*TEXT SHOWN*.
——

Ohio : Safety by CityUnited States - safety as a country Ohio - state review
Cleveland, Ohio, sits on the south shore of Lake Erie and is home to a wide array of attractions, most notably the Rock & Roll Hall of Fame.
The city is as rich in culture as it is in history, with distinct neighborhoods where you can feel at home or expand your horizons.
You’ll even find a Christmas gem in the Tremont neighborhood, where the house from A Christmas Story is now a museum.
If that’s not enough of an icon for you, how about visiting Glenville, where Superman was created?
(There’s a great story behind the creators selling the brand for $130, about $2700 in today’s value.)
The Cuyahoga (“Kai-uh-HOE-guh”) River weaves through the Cleveland region, giving fantastic views along the highway as the urban cityscape meets the dazzling blue waters of the river and lake.
A trip downtown will bring you into a modern urban core, but the historical architecture will leave you breathless.
Be sure to stop by The Cleveland Arcade.
This shopping Mecca gave birth to the tradition of the American Mall.
You also have access to every major league sports team in this city of 372,000 (the metro area is home to more than two million people).
Cleveland fans are devoted, albeit repeatedly disappointed.
Clevelanders are also used to ribbing about things like the river catching fire and being nicknamed “The Mistake on the Lake.”
Be nice while visiting, okay?
One of the best Italian meals of my life was enjoyed in Cleveland’s Little Italy.
Broadway-Slavic village brings a deep history of Czech and Polish immigrants.
The Clark-Fulton neighborhood is the epicenter of Hispanic and Latino culture.
Searching for soul food and African American culture in Cleveland?
The Lee-Harvard district is the place to be.
The city and surrounding suburbs have an extensive park system as part of an entity known as the Cleveland Metroparks.
If one of the 18 options isn’t good enough for you, then you are way too hard to please.
Download the app for Metroparks to start plotting your outdoor adventure.
Warnings & Dangers in Cleveland
OVERALL RISK : MEDIUM
While you don't have to worry about the Cuyahoga River catching fire anymore, you do have to worry about incredibly high crime rates. Cleveland is on the top 10 list of the Most Dangerous Cities. The violent crime rate is four times higher than the national average. There are certain neighborhoods much more dangerous than others, and we'll go through those in a little bit.

——

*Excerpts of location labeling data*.
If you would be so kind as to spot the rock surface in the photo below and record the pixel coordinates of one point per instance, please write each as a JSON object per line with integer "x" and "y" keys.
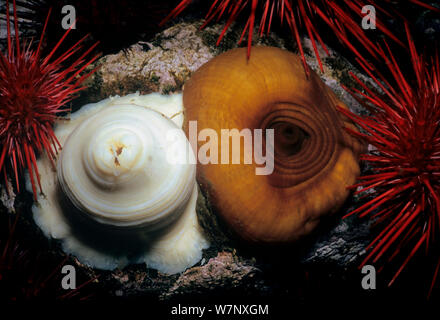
{"x": 163, "y": 65}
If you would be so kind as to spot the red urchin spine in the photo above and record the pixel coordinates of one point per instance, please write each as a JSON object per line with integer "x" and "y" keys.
{"x": 297, "y": 13}
{"x": 33, "y": 91}
{"x": 404, "y": 129}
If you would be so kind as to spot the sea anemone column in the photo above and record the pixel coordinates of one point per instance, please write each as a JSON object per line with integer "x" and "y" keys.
{"x": 124, "y": 190}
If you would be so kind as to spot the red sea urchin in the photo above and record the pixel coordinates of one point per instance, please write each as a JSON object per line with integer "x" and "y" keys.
{"x": 33, "y": 90}
{"x": 404, "y": 131}
{"x": 342, "y": 17}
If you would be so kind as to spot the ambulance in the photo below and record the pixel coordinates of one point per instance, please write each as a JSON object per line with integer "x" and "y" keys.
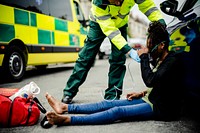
{"x": 38, "y": 33}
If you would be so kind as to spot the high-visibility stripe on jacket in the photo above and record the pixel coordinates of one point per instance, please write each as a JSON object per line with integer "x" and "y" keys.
{"x": 111, "y": 17}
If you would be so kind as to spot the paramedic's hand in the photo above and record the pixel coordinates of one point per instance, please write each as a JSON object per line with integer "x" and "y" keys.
{"x": 142, "y": 50}
{"x": 134, "y": 55}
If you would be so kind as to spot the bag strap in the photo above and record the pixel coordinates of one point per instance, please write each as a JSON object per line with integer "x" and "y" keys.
{"x": 29, "y": 111}
{"x": 10, "y": 113}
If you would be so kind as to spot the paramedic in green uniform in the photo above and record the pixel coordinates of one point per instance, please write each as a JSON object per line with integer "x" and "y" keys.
{"x": 108, "y": 18}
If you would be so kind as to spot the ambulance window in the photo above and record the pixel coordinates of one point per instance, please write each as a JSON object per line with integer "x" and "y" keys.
{"x": 39, "y": 6}
{"x": 61, "y": 9}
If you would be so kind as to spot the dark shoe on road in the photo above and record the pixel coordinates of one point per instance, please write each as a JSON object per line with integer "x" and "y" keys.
{"x": 67, "y": 100}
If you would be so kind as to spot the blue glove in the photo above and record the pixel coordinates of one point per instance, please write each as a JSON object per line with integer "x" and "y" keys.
{"x": 133, "y": 54}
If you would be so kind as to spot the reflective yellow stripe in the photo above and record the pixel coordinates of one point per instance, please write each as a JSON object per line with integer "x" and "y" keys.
{"x": 148, "y": 13}
{"x": 113, "y": 34}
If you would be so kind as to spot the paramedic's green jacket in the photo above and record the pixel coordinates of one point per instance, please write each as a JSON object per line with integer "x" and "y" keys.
{"x": 108, "y": 21}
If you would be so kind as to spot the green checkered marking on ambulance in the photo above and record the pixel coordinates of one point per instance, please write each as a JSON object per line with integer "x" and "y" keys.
{"x": 74, "y": 40}
{"x": 7, "y": 32}
{"x": 33, "y": 19}
{"x": 44, "y": 37}
{"x": 61, "y": 25}
{"x": 21, "y": 17}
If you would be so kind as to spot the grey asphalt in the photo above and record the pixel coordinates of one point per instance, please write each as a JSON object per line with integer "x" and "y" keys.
{"x": 54, "y": 80}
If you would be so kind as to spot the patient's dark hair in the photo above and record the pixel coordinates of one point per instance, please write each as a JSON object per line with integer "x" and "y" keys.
{"x": 157, "y": 34}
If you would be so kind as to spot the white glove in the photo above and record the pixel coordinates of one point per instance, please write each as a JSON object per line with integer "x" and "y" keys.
{"x": 133, "y": 54}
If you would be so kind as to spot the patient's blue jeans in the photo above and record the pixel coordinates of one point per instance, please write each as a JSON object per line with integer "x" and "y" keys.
{"x": 110, "y": 111}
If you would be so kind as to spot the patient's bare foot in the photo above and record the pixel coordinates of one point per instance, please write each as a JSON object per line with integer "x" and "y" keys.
{"x": 57, "y": 119}
{"x": 58, "y": 106}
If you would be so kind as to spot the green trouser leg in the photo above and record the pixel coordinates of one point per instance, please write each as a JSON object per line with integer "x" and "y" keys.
{"x": 86, "y": 58}
{"x": 117, "y": 71}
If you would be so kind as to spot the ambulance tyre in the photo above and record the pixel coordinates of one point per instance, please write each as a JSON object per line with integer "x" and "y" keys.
{"x": 14, "y": 65}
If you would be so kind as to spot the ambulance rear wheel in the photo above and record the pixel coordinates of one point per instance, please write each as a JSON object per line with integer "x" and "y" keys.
{"x": 14, "y": 64}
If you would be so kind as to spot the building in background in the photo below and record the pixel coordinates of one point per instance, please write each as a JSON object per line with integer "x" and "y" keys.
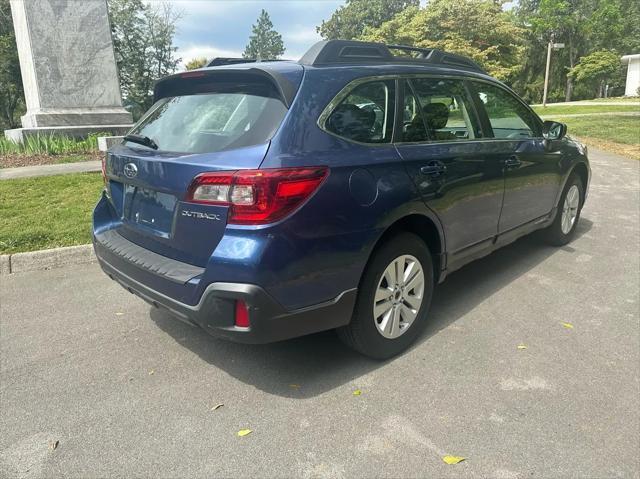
{"x": 633, "y": 74}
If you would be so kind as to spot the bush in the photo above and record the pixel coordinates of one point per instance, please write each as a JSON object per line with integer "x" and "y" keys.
{"x": 51, "y": 145}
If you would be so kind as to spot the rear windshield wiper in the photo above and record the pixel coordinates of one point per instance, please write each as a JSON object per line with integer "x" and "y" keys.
{"x": 141, "y": 140}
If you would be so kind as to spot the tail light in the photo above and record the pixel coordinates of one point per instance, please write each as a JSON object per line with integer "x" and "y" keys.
{"x": 242, "y": 314}
{"x": 104, "y": 168}
{"x": 257, "y": 196}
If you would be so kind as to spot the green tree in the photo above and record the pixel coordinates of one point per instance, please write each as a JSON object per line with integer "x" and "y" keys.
{"x": 350, "y": 20}
{"x": 143, "y": 43}
{"x": 196, "y": 63}
{"x": 479, "y": 29}
{"x": 11, "y": 93}
{"x": 596, "y": 68}
{"x": 264, "y": 43}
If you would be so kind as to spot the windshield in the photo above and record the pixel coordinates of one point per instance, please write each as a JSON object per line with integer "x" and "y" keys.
{"x": 233, "y": 117}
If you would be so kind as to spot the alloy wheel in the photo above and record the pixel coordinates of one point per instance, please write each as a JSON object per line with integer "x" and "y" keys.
{"x": 570, "y": 209}
{"x": 398, "y": 296}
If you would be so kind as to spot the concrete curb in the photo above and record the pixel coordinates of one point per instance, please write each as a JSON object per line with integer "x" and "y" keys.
{"x": 46, "y": 259}
{"x": 50, "y": 170}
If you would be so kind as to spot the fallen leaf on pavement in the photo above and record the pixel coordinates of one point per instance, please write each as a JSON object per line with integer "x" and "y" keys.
{"x": 453, "y": 459}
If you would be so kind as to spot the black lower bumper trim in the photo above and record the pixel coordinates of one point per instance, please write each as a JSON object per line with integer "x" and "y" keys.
{"x": 269, "y": 321}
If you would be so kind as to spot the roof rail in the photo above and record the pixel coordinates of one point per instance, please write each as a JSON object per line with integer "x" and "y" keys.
{"x": 332, "y": 52}
{"x": 218, "y": 61}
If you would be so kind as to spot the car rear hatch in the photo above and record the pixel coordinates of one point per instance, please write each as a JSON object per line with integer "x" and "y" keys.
{"x": 202, "y": 121}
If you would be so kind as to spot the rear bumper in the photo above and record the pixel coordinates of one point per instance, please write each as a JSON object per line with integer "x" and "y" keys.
{"x": 269, "y": 321}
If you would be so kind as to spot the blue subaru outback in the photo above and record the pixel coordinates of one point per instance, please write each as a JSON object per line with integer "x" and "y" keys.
{"x": 263, "y": 201}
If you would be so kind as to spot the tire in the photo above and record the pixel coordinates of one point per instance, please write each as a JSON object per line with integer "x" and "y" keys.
{"x": 563, "y": 228}
{"x": 375, "y": 337}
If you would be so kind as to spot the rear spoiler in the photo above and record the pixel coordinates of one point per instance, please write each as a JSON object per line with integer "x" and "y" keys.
{"x": 175, "y": 84}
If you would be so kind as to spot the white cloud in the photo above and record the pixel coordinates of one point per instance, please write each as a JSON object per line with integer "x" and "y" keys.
{"x": 301, "y": 34}
{"x": 191, "y": 51}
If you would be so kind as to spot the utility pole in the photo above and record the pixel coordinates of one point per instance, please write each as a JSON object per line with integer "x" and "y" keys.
{"x": 551, "y": 46}
{"x": 546, "y": 72}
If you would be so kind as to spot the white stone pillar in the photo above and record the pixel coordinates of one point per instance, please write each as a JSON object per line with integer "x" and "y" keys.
{"x": 68, "y": 68}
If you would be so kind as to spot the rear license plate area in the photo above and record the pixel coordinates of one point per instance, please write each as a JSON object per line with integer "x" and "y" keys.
{"x": 149, "y": 209}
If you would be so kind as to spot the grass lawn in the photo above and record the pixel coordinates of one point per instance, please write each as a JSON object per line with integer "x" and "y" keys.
{"x": 615, "y": 133}
{"x": 582, "y": 109}
{"x": 47, "y": 212}
{"x": 607, "y": 127}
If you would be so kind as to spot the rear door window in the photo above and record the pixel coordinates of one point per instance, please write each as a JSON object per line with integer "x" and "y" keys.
{"x": 231, "y": 116}
{"x": 508, "y": 117}
{"x": 445, "y": 109}
{"x": 366, "y": 114}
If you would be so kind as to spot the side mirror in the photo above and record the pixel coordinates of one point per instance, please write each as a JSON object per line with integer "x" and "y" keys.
{"x": 553, "y": 130}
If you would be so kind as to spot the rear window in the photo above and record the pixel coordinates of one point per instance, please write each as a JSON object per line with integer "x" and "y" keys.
{"x": 231, "y": 116}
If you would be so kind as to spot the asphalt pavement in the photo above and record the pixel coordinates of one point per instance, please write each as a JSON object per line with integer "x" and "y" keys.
{"x": 530, "y": 367}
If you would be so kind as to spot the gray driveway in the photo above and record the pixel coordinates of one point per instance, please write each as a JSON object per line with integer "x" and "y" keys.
{"x": 128, "y": 391}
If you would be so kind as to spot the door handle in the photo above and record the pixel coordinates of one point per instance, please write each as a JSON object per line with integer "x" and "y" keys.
{"x": 435, "y": 168}
{"x": 512, "y": 162}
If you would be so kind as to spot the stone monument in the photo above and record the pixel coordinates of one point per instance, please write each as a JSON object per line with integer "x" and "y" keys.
{"x": 68, "y": 69}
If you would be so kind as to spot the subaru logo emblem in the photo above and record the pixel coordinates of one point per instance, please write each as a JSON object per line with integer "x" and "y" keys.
{"x": 130, "y": 170}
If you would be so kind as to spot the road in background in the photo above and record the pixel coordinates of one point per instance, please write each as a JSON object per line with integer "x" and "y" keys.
{"x": 128, "y": 391}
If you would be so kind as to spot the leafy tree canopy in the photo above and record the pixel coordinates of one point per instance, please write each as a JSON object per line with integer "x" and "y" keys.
{"x": 350, "y": 20}
{"x": 264, "y": 43}
{"x": 143, "y": 43}
{"x": 479, "y": 29}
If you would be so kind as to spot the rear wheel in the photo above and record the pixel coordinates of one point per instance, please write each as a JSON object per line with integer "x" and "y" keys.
{"x": 393, "y": 300}
{"x": 563, "y": 228}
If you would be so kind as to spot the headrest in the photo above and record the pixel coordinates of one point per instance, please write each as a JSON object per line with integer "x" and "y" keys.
{"x": 436, "y": 115}
{"x": 351, "y": 121}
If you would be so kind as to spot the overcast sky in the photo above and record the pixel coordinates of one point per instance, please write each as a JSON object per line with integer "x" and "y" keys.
{"x": 213, "y": 28}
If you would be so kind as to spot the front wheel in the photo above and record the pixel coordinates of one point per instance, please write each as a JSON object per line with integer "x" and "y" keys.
{"x": 393, "y": 300}
{"x": 563, "y": 228}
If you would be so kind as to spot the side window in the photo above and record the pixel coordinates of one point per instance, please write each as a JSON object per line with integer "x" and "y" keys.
{"x": 413, "y": 127}
{"x": 445, "y": 109}
{"x": 366, "y": 114}
{"x": 508, "y": 116}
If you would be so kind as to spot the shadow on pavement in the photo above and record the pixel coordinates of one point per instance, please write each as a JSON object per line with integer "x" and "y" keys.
{"x": 319, "y": 362}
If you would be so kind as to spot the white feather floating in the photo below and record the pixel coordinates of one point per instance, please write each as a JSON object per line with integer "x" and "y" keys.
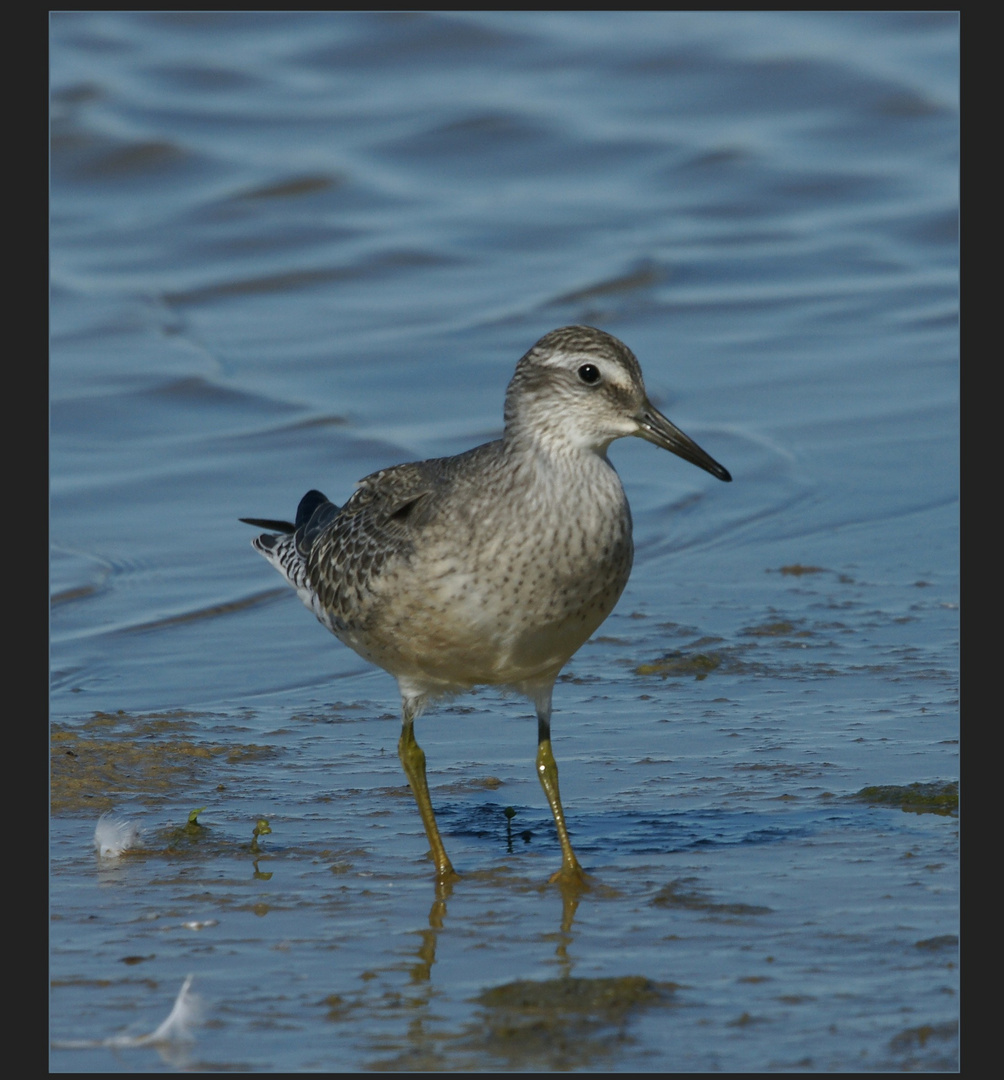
{"x": 176, "y": 1028}
{"x": 113, "y": 835}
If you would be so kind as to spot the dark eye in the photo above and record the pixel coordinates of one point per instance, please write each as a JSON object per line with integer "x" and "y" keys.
{"x": 588, "y": 374}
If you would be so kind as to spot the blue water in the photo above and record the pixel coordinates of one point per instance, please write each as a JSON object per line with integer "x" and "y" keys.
{"x": 290, "y": 248}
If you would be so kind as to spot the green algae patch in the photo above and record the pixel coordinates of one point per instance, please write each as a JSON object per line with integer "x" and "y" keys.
{"x": 681, "y": 894}
{"x": 939, "y": 797}
{"x": 110, "y": 756}
{"x": 682, "y": 665}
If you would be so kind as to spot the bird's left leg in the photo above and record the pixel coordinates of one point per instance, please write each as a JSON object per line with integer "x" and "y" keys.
{"x": 571, "y": 872}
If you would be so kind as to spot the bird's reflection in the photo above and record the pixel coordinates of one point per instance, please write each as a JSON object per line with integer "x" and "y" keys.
{"x": 571, "y": 893}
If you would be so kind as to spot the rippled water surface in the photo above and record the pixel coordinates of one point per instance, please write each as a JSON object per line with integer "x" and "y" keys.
{"x": 289, "y": 250}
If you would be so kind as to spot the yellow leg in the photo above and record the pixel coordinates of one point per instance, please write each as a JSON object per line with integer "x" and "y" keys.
{"x": 412, "y": 757}
{"x": 571, "y": 873}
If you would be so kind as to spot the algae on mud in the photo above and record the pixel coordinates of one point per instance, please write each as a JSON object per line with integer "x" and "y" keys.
{"x": 938, "y": 797}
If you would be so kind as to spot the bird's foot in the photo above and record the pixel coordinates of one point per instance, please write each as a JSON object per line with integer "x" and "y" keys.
{"x": 571, "y": 877}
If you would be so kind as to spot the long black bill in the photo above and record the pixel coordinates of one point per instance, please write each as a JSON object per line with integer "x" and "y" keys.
{"x": 656, "y": 429}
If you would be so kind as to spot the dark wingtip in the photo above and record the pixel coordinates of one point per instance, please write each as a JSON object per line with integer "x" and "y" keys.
{"x": 308, "y": 504}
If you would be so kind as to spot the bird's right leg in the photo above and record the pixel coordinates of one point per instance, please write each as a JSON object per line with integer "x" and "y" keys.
{"x": 412, "y": 758}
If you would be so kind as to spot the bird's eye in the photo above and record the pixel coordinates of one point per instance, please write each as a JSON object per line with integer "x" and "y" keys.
{"x": 588, "y": 374}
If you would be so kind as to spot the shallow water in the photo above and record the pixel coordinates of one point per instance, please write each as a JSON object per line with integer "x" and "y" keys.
{"x": 288, "y": 250}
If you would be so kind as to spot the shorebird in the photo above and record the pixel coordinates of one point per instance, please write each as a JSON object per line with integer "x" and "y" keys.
{"x": 491, "y": 567}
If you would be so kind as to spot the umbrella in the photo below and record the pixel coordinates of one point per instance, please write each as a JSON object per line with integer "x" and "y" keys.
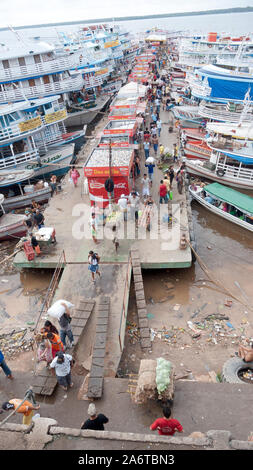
{"x": 150, "y": 160}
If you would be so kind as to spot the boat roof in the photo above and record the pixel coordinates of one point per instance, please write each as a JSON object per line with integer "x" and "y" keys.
{"x": 219, "y": 72}
{"x": 101, "y": 157}
{"x": 26, "y": 105}
{"x": 23, "y": 50}
{"x": 231, "y": 196}
{"x": 243, "y": 131}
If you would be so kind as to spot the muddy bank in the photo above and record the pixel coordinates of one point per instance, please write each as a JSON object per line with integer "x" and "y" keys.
{"x": 193, "y": 323}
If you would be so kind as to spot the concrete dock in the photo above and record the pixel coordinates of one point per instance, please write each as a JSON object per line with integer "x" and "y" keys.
{"x": 155, "y": 251}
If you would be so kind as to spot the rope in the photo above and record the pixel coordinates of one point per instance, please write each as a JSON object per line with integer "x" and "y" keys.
{"x": 8, "y": 257}
{"x": 29, "y": 395}
{"x": 217, "y": 282}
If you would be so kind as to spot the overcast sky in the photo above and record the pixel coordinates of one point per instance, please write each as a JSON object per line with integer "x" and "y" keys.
{"x": 25, "y": 12}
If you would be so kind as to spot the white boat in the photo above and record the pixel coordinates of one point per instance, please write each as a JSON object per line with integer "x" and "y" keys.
{"x": 225, "y": 202}
{"x": 25, "y": 199}
{"x": 236, "y": 176}
{"x": 56, "y": 161}
{"x": 8, "y": 178}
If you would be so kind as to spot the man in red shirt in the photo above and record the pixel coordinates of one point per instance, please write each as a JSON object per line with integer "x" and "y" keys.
{"x": 163, "y": 193}
{"x": 166, "y": 426}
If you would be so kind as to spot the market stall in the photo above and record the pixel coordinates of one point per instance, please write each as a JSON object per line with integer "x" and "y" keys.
{"x": 97, "y": 170}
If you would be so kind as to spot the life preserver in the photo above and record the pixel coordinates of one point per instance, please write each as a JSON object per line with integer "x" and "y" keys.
{"x": 220, "y": 172}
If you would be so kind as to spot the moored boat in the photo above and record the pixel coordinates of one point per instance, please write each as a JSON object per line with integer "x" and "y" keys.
{"x": 225, "y": 202}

——

*EXERCISE SET*.
a) According to the Cleveland text, in which neighborhood was Superman created?
b) Locate each line in the entries that contains the word "boat", and copy those lines.
The Cleveland text and the entries come from unrelated sources.

*RESPONSES PER TASK*.
a) Glenville

b)
If you would be so kind as to spot the boat roof in the photo above and record the pixel coordinates of one point per instance, please write each as a JSON object per line with integer "x" and "y" keys.
If you would be so kind as to spot the white boat in the photo above and record the pixel coordinates of one point per instance, please write each as a JSON object per line with integer "x" and "y" keys.
If you would be so kind as to spot the moored boat in the photo above and record the pixel coordinates of one point per instance, please write each as a JSON object per line with integer "x" and "y" keys.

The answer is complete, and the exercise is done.